→ EXCERPT PROVIDED:

--------------------------------------------------

A few days before the time of this writing, certain problems arose at a high traffic (2.5 TB/day) and high load (50-75%) site.
What were the symptoms? The original settings ultimately led to TCP Retransmits, slowed down the specific users requests by aproximately 67 seconds on MacOS X, tho only by a few seconds in windows which maybe made the problem so hard to spot in the first place.
However, LTE connections and other locations home networks seemed to have been unaffected by the issue, and an older linux router which seemed to eventually have compensated the mentioned problem until recently again made it hard to spot.
Normally, it is the other way around, but this time, a skilled customer took a deeper look into the issue (thnx, alex!) and gave us a hint having identified the probable involvement of the tcp_tw_recycle setting which can be checked by e.g.
# cat /proc/sys/net/ipv4/tcp_tw_recycle 1
What it does:
“Enable fast recycling of sockets in TIME-WAIT status. The default value is 0 (disabled). It should not be changed without advice/request of technical experts.”

--------------------------------------------------

→ LISTED ENTRIES:
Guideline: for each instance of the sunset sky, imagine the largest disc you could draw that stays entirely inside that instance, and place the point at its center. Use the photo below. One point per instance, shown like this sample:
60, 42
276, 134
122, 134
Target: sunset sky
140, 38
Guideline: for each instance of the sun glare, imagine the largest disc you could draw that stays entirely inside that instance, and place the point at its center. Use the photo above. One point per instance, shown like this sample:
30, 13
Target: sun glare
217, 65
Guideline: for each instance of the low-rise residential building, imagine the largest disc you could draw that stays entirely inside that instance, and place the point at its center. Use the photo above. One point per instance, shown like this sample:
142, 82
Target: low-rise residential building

--------------------------------------------------

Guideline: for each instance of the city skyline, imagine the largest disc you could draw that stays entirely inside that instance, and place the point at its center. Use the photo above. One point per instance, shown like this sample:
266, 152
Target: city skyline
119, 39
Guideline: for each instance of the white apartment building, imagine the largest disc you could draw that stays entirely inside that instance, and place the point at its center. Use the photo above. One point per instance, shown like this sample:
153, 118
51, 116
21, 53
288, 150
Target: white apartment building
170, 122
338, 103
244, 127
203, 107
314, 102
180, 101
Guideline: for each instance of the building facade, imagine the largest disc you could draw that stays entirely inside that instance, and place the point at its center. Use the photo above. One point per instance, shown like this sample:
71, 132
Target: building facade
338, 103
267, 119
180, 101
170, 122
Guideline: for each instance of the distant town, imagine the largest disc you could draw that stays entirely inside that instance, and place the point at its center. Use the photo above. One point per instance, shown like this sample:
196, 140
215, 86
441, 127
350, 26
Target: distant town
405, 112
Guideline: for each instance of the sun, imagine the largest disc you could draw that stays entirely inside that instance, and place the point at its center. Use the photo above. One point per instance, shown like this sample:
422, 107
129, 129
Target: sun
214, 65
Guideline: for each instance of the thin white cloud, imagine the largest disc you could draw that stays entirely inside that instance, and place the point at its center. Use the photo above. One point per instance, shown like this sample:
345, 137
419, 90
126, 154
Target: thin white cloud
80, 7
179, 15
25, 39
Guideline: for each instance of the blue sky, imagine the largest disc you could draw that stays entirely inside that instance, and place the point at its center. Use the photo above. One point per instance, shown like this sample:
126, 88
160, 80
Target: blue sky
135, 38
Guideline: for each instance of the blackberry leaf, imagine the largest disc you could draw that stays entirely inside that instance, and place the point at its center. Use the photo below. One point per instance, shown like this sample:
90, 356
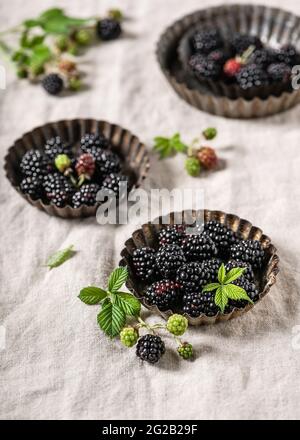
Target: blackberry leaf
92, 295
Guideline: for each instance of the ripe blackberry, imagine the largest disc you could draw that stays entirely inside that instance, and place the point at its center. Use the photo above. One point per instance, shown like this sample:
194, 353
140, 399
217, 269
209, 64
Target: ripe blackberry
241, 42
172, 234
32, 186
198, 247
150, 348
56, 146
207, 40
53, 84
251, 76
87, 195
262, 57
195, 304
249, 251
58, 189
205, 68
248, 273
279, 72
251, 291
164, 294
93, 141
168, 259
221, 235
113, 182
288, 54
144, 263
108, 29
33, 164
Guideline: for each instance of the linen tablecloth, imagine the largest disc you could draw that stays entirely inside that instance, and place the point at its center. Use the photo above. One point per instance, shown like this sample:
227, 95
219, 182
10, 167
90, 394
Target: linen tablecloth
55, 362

--------------------------------------------------

→ EXERCISE DETAILS: Can you continue the text on the tcp_tw_recycle problem from where it stops? The entries have nothing to do with what comes next.

→ RESPONSE TO THIS EXERCISE:
Having mentioned tw_recycle, two other relevant settings are tcp_tw_reuse and tcp_max_tw_buckets which seems to be set to 262144 on newer and to as low as 16384, 65536 or 131072 on older systems. So yes, again there could be a connection to a high traffic site having roughly 77k connection states for some while, correlating w/ symptom appearance.
So, just to be safe, I would recommend setting it to a high value by
echo 262144 > /proc/sys/net/ipv4/tcp_max_tw_buckets
One could think that lots of TIME-WAIT states only arise if you have many clients w/ (too) idle connections coming from one NATed network, and that under normal circumstances the fast recycling may make sense. However, with the connection tracking table max. entries set to let’s say 512k, most systems perhaps never need to recycle the WAIT-STATES.
In the end, lets not forget about the fact that if we find problems, some trouble may have already taken place, but this is also the base for fixing it in most if not all cases.